**Objective:**
Count the lines in the entries below that contain the string "edge". Give only the number.

**Information supplied:**
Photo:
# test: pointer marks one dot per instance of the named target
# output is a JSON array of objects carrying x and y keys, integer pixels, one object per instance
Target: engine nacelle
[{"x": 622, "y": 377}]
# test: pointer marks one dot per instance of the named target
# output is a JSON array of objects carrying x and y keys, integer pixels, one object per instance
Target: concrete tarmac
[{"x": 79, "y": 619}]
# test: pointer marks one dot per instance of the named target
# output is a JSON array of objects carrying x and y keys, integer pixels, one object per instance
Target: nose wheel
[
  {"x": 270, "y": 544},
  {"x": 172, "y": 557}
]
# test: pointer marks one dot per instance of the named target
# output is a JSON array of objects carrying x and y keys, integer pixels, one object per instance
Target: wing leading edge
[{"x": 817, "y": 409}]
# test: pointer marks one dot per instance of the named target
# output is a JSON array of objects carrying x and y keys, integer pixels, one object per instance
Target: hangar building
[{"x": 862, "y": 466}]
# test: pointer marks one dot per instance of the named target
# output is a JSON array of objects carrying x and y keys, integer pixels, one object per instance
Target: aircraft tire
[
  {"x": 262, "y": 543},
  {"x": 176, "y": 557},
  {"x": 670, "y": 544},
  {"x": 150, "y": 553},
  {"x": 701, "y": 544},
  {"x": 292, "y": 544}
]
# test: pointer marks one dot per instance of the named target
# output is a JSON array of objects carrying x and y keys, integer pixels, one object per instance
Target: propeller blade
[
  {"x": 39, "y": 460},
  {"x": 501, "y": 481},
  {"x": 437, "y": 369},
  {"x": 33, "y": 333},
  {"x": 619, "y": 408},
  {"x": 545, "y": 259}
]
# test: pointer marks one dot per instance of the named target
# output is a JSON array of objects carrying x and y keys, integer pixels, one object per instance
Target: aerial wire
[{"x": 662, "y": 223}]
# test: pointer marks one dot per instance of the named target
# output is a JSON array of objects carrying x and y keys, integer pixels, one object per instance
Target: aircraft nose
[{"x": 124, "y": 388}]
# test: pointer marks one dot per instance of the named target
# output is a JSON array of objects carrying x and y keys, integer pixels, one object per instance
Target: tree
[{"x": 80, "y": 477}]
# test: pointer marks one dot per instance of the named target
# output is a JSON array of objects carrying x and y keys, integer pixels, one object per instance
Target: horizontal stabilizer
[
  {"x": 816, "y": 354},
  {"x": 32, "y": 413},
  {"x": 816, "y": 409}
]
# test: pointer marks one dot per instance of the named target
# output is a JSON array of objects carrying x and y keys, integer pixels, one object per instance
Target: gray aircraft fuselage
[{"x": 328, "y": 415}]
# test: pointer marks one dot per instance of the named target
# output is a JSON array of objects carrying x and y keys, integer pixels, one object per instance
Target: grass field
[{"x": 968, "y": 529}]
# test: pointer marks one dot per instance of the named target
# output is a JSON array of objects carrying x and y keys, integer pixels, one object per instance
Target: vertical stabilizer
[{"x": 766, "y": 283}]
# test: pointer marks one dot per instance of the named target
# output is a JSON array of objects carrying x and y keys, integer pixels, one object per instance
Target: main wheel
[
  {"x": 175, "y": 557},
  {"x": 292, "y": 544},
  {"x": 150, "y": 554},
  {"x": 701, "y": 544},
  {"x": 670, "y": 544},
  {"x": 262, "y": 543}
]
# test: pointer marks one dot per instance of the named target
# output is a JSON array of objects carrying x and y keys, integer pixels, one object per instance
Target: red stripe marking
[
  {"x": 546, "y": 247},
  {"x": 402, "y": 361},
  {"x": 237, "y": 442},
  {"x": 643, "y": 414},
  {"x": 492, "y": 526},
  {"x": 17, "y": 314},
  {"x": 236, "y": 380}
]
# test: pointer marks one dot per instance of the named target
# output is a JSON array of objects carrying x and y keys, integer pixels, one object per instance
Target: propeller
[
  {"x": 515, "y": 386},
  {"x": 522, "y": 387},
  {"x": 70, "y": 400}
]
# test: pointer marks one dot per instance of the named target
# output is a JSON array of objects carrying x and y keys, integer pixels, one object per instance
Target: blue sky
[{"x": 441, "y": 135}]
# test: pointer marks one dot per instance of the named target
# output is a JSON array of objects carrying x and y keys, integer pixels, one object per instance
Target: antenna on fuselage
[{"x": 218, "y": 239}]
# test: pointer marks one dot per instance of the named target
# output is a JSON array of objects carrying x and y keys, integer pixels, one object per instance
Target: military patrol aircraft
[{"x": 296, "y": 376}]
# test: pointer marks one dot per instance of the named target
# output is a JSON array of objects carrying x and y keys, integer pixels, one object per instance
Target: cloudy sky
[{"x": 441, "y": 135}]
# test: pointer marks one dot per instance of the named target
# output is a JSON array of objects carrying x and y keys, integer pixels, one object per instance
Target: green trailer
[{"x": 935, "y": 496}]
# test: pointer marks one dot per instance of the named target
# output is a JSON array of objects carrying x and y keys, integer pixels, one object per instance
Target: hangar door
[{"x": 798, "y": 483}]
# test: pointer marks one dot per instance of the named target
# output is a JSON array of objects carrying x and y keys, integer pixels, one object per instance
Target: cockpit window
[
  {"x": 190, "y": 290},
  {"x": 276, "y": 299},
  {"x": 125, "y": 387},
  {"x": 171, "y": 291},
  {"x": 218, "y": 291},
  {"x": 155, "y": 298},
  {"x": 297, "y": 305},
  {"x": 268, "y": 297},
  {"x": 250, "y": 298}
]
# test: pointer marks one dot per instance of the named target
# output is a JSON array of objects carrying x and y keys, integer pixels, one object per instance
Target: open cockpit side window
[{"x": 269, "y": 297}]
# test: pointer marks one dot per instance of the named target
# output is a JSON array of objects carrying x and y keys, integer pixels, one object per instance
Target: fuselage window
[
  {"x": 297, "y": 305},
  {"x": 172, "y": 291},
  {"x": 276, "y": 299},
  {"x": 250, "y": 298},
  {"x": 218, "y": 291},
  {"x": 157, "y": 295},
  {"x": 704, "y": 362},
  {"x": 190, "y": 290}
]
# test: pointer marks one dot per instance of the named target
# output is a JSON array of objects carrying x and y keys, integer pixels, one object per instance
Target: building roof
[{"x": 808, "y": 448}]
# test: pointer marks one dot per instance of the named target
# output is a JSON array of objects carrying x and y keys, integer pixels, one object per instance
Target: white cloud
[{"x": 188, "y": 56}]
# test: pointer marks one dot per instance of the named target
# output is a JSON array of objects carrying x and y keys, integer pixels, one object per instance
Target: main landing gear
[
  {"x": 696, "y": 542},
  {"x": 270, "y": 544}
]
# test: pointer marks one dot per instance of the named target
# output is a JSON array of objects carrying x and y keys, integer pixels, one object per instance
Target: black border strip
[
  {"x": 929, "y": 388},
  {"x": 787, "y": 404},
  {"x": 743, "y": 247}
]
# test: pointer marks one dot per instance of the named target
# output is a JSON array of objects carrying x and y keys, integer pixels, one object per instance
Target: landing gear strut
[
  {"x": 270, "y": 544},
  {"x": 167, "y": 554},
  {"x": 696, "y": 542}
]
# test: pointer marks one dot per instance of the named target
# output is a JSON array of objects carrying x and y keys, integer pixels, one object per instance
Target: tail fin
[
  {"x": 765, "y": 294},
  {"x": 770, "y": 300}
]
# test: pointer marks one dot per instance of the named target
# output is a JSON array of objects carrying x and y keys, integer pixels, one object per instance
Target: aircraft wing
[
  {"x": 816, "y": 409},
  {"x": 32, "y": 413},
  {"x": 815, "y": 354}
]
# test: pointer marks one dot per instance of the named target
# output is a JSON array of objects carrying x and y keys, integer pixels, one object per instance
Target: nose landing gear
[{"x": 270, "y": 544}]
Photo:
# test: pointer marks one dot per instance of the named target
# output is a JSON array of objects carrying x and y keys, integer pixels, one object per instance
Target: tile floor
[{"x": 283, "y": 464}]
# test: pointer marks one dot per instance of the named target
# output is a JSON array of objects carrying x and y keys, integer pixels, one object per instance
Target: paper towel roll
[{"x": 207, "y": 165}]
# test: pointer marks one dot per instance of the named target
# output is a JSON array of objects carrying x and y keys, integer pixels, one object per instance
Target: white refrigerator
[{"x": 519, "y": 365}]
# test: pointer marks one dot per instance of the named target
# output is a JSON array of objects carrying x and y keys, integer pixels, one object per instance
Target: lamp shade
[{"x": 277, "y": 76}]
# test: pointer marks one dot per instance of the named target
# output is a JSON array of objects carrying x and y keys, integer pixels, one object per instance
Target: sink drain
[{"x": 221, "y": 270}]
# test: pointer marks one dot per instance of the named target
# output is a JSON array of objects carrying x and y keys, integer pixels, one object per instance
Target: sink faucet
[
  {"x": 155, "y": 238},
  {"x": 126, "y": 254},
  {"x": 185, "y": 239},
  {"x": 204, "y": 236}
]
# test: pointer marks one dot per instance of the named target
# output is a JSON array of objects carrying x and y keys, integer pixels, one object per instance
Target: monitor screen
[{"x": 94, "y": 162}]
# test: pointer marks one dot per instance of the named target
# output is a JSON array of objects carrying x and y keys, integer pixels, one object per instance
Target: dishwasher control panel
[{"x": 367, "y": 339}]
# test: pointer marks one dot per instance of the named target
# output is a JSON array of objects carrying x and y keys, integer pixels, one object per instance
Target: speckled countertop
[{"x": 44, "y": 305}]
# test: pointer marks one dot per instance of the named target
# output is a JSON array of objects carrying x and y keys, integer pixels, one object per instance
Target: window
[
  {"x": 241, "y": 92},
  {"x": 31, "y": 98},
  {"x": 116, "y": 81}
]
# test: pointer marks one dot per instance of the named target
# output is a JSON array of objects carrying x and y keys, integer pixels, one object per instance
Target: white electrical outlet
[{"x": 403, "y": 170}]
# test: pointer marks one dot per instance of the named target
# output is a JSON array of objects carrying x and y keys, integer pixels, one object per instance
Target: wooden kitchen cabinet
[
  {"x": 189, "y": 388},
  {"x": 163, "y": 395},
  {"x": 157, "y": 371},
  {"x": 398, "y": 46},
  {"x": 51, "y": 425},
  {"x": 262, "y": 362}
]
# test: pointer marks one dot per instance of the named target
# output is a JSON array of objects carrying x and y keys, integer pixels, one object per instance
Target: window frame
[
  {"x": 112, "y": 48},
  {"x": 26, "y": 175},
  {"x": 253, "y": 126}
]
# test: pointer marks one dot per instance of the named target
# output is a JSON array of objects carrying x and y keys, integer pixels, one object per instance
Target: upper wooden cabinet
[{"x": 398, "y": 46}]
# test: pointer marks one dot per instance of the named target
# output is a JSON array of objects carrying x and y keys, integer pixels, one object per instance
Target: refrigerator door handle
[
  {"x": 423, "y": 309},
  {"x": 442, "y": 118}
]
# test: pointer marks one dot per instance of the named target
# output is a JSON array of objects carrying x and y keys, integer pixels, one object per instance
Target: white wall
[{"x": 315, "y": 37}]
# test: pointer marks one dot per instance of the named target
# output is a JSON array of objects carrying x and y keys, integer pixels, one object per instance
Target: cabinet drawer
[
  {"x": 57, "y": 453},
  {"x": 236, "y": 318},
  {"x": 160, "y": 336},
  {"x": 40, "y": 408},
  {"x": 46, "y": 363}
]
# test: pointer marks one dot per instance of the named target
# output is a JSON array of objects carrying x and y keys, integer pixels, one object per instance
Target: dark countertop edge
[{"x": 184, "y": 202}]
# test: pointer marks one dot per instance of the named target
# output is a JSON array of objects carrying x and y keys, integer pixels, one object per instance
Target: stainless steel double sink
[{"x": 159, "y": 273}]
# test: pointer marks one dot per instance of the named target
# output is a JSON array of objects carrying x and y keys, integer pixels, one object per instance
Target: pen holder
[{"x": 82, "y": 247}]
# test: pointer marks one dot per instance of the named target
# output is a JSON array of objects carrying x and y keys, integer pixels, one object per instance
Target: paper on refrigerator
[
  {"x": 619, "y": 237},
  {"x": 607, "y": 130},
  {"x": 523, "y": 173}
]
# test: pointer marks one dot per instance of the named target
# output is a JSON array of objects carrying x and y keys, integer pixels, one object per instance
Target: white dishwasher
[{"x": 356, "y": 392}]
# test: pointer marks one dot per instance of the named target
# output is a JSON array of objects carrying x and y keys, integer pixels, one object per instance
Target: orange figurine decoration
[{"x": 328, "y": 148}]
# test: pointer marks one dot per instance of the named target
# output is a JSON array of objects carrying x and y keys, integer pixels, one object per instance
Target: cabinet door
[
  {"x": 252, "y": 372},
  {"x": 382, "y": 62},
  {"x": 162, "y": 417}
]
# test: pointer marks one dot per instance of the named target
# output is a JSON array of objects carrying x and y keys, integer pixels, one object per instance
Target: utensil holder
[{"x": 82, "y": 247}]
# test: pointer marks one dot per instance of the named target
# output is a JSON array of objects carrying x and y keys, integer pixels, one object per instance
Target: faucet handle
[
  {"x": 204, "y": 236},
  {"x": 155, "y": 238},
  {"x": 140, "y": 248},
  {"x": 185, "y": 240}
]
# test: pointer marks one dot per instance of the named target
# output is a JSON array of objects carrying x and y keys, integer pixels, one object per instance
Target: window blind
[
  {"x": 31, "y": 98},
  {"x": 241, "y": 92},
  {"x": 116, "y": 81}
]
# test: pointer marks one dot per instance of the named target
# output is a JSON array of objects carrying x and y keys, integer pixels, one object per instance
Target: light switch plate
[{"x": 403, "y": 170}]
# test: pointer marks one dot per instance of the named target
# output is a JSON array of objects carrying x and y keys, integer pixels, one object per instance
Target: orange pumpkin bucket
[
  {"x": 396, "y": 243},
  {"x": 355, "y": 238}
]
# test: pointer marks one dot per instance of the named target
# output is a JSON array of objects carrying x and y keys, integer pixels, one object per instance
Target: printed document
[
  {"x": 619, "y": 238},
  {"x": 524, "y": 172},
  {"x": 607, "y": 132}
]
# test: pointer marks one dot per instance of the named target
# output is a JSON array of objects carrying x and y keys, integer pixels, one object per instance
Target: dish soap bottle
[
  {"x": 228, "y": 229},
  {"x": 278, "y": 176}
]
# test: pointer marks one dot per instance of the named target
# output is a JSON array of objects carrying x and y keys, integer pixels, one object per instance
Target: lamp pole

**Output of the exercise:**
2